*** 出典抜粋
NICTは、非IPによる高度な経路選択技術の研究開発に基づき、京都大学大学院情報学研究科 原田博司教授と共同で、IEEE 802.15.10標準化タスクグループに対して、ビル内、工場内等における大規模ネットワークでの無線機の経路選択に適した方式提案を行った結果、平成27年8月に、IEEE 802.15.10推奨方法ドラフトに収録されました。
そして、このたび、平成27年11月、NICTは、IEEE 802.15.10推奨方式ドラフト準拠のWi-SUN無線機を世界で初めて開発しました。本無線機の特徴は、存在する無線機間の通信状況を感知し、適切な経路を各無線機が自動的に判断する自律型メッシュ構築、複数のデータフレームを結合して転送し、フレームの閉塞・衝突を低減するデータフレーム結合、各データフレームがサポートするサービスに応じて適切な処理を行う無線通信仮想化の機能をいずれも非IPで実現したことです。IP不要の省電力・低負荷メッシュ通信が可能になったことで、電池駆動センサ等の省電力・低処理機能を前提とする無線機によって、様々なものが接続できる将来の大規模ネットワーク構築への有効性が予想されます。

今後の展望

今後、本無線機が実装する非IPメッシュ通信が、Wi-SUNアライアンスによる適切な認証を通じて、ビル内や工場内の大規模ネットワークへの適用等をはじめ、社会へ実用化されることを目指します。
なお、本無線機は、平成27年11月29日(日)から12月2日(水)までグランドプリンスホテル広島にて開催されるITU主催「13th World Telecommunication/ICT Indicators Symposium(WTIS)」会場で展示する予定です。
******
*** 資料
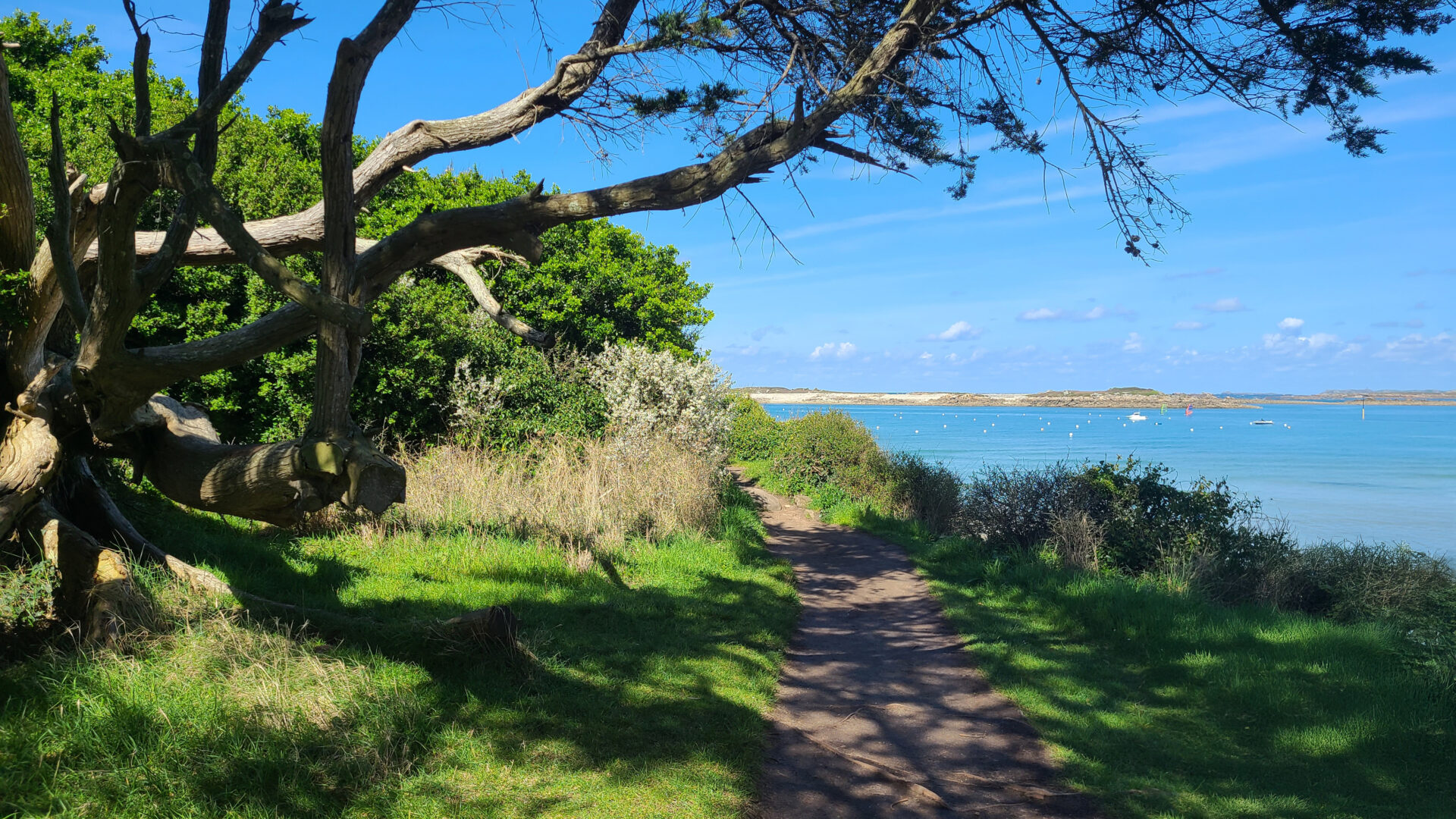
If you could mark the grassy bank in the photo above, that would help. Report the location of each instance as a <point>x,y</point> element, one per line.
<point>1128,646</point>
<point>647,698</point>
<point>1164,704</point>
******
*課題*: 出典抜粋の「そして、このたび、平成27年」から下って「Telecommunication/ICT Indicators Symposium(WTIS)」会場で展示する予定です。」までの部分を、一字も変えずに書き写してください。

*解答*:
そして、このたび、平成27年11月、NICTは、IEEE 802.15.10推奨方式ドラフト準拠のWi-SUN無線機を世界で初めて開発しました。本無線機の特徴は、存在する無線機間の通信状況を感知し、適切な経路を各無線機が自動的に判断する自律型メッシュ構築、複数のデータフレームを結合して転送し、フレームの閉塞・衝突を低減するデータフレーム結合、各データフレームがサポートするサービスに応じて適切な処理を行う無線通信仮想化の機能をいずれも非IPで実現したことです。IP不要の省電力・低負荷メッシュ通信が可能になったことで、電池駆動センサ等の省電力・低処理機能を前提とする無線機によって、様々なものが接続できる将来の大規模ネットワーク構築への有効性が予想されます。

今後の展望

今後、本無線機が実装する非IPメッシュ通信が、Wi-SUNアライアンスによる適切な認証を通じて、ビル内や工場内の大規模ネットワークへの適用等をはじめ、社会へ実用化されることを目指します。
なお、本無線機は、平成27年11月29日(日)から12月2日(水)までグランドプリンスホテル広島にて開催されるITU主催「13th World Telecommunication/ICT Indicators Symposium(WTIS)」会場で展示する予定です。